→ **INSTRUCTIONS FOR THE TASK**
Copy each line of the entries below that contains the string "shelf".

→ **DATA RECORDS**
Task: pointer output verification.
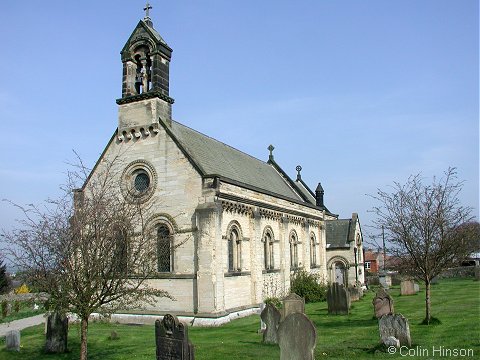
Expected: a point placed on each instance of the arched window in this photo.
(164, 248)
(268, 249)
(313, 250)
(234, 249)
(293, 250)
(120, 256)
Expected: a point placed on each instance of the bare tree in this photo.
(421, 222)
(91, 249)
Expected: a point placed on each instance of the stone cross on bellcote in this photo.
(147, 10)
(147, 19)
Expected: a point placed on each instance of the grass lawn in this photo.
(25, 310)
(455, 302)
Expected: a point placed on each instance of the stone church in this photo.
(232, 229)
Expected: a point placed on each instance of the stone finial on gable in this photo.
(299, 169)
(271, 148)
(319, 192)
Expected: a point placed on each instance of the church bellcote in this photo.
(145, 83)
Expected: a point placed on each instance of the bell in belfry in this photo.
(139, 81)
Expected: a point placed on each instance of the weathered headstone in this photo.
(293, 303)
(385, 280)
(297, 338)
(271, 317)
(171, 337)
(396, 326)
(338, 299)
(391, 341)
(355, 293)
(12, 340)
(382, 303)
(407, 287)
(263, 326)
(56, 333)
(416, 287)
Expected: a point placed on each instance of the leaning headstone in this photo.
(57, 333)
(263, 326)
(385, 280)
(271, 317)
(382, 303)
(12, 340)
(338, 299)
(297, 338)
(396, 326)
(171, 337)
(391, 341)
(354, 294)
(407, 287)
(293, 303)
(416, 288)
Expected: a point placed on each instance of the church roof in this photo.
(214, 158)
(339, 233)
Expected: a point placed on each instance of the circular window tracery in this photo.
(139, 181)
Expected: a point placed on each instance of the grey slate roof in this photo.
(339, 232)
(305, 191)
(213, 157)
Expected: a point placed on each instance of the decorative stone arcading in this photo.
(270, 214)
(236, 208)
(138, 132)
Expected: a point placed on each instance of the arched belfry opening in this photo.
(146, 62)
(143, 74)
(145, 82)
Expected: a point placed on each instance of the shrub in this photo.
(308, 286)
(22, 290)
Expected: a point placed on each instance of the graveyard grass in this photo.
(455, 302)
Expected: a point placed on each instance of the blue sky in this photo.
(359, 93)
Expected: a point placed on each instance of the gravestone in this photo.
(396, 326)
(171, 337)
(263, 326)
(407, 287)
(56, 333)
(355, 294)
(338, 299)
(416, 287)
(297, 338)
(385, 280)
(391, 341)
(271, 317)
(12, 340)
(293, 303)
(382, 303)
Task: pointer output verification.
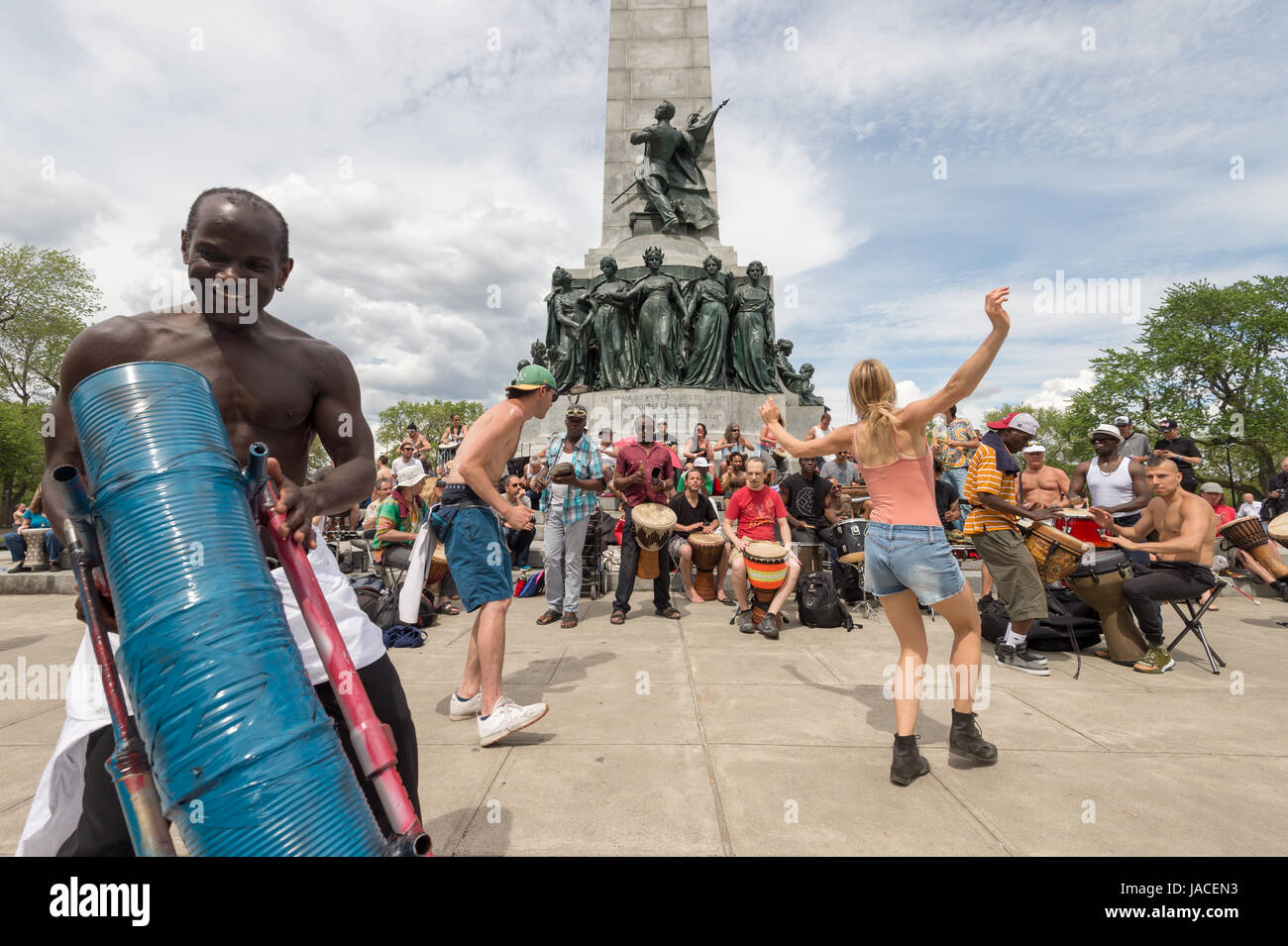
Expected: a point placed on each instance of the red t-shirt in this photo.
(632, 457)
(758, 514)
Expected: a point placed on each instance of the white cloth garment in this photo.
(417, 569)
(56, 807)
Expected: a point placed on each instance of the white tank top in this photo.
(1111, 489)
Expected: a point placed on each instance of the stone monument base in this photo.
(681, 407)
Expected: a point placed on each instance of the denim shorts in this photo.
(476, 554)
(911, 558)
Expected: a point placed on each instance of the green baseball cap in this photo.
(532, 377)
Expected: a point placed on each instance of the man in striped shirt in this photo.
(991, 527)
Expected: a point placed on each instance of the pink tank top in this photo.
(902, 491)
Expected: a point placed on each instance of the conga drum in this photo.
(652, 523)
(37, 559)
(1249, 534)
(767, 571)
(1082, 525)
(853, 533)
(1100, 587)
(1055, 554)
(707, 549)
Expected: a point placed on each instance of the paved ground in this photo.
(690, 738)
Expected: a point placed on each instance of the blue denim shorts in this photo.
(476, 554)
(917, 558)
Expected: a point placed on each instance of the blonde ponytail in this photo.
(872, 394)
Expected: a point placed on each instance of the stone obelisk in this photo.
(657, 50)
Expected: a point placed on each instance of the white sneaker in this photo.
(463, 709)
(507, 717)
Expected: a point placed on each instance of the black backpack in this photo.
(1050, 632)
(816, 602)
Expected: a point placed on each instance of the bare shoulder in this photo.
(104, 344)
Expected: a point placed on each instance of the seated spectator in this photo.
(1249, 506)
(518, 541)
(406, 459)
(1212, 493)
(16, 542)
(734, 476)
(384, 486)
(1041, 484)
(761, 517)
(399, 519)
(665, 438)
(703, 468)
(820, 430)
(698, 446)
(532, 476)
(945, 497)
(842, 470)
(804, 494)
(696, 512)
(733, 442)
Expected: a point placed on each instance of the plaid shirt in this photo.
(579, 503)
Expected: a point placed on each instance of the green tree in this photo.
(1216, 360)
(432, 418)
(1063, 431)
(46, 300)
(22, 454)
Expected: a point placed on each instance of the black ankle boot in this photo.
(967, 742)
(909, 764)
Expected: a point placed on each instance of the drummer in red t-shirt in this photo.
(758, 511)
(645, 473)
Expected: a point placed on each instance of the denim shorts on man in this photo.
(911, 558)
(477, 554)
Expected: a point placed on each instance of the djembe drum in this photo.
(1082, 525)
(1055, 554)
(767, 571)
(707, 549)
(652, 523)
(1250, 536)
(1100, 585)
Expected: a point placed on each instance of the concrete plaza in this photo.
(688, 738)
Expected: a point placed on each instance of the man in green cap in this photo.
(469, 525)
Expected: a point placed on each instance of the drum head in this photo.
(765, 551)
(1073, 512)
(653, 515)
(703, 538)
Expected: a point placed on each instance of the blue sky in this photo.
(419, 167)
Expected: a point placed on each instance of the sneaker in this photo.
(1008, 657)
(460, 709)
(1155, 661)
(1022, 650)
(507, 717)
(769, 627)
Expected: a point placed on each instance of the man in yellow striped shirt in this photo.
(991, 527)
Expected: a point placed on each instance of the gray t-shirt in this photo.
(1134, 446)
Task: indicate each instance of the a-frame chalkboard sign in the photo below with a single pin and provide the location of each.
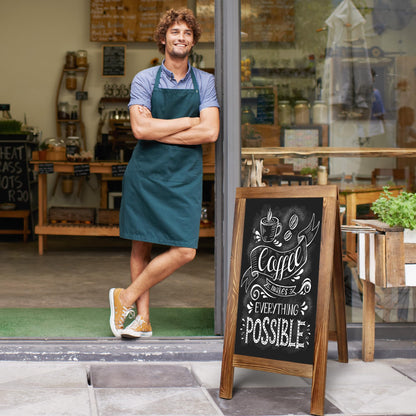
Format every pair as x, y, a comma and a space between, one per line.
285, 282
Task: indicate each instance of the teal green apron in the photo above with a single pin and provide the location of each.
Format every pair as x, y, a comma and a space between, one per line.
162, 185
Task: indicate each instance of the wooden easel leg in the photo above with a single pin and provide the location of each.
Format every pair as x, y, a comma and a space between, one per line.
227, 380
41, 244
369, 325
339, 296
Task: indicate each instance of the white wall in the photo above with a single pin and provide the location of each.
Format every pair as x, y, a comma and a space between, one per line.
35, 36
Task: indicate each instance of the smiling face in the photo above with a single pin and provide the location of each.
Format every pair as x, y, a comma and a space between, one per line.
179, 40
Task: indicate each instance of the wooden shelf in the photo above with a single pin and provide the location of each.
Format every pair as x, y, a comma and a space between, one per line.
96, 230
78, 229
44, 229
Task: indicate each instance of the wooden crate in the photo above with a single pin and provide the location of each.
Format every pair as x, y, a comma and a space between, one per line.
71, 215
107, 216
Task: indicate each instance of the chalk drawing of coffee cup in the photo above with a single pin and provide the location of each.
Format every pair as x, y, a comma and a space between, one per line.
270, 227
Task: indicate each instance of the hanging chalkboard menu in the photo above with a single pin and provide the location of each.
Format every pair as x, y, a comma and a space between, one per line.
286, 254
114, 60
268, 21
14, 177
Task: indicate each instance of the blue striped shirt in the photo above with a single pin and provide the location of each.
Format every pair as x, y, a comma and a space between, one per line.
143, 83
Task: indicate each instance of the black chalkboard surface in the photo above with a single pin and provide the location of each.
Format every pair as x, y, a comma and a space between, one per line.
14, 174
285, 257
279, 279
114, 59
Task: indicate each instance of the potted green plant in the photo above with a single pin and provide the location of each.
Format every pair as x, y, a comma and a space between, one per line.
397, 211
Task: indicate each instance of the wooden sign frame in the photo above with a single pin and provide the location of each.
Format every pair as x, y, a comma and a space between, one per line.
113, 62
330, 295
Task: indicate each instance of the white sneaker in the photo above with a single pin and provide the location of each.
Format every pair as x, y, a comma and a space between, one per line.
118, 312
138, 328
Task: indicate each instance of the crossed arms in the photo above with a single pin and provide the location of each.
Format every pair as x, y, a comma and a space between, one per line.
184, 130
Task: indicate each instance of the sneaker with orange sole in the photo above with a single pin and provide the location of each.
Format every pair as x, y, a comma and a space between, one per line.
138, 328
118, 312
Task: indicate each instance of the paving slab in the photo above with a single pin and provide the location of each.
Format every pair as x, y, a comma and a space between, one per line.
405, 367
270, 402
36, 375
141, 376
41, 402
373, 388
357, 372
155, 402
208, 375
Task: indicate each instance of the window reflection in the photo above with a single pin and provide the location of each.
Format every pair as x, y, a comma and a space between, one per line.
344, 70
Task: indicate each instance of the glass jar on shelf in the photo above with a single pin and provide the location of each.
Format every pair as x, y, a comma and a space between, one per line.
319, 112
63, 110
301, 112
73, 147
71, 81
285, 113
71, 129
70, 60
82, 58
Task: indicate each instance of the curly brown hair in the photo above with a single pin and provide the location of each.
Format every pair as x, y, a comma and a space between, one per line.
176, 16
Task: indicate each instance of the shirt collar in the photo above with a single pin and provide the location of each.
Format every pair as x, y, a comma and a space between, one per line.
171, 76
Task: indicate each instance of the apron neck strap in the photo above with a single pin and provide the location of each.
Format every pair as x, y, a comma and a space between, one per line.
159, 72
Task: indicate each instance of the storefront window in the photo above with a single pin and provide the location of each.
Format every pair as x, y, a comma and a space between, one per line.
336, 73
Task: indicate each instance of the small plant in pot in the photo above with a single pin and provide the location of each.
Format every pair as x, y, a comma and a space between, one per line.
399, 211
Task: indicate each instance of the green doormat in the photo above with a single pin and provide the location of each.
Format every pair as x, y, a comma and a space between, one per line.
93, 322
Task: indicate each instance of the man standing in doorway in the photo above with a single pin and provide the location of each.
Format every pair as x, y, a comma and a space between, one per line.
173, 110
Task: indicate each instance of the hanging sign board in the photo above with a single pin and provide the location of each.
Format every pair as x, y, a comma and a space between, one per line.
280, 284
14, 178
114, 60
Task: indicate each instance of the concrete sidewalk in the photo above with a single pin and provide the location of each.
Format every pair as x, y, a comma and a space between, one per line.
181, 377
383, 387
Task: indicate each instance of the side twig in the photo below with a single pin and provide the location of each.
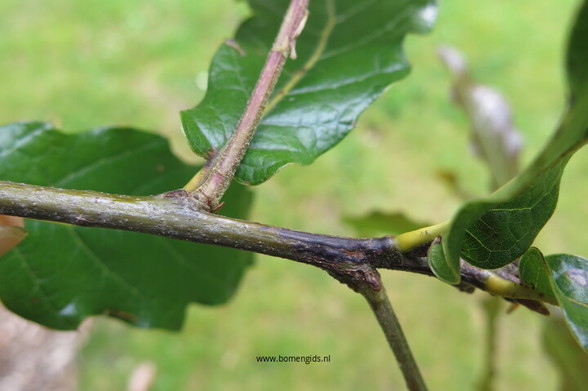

→ **WRITTEN ANSWER**
Task: indicate each instance of the wooden shelf in the photo above with a single pin and provide the location of each.
Task: indicate each instance of the glass jar on shelf in the photo above with a single pin and provide the location of each.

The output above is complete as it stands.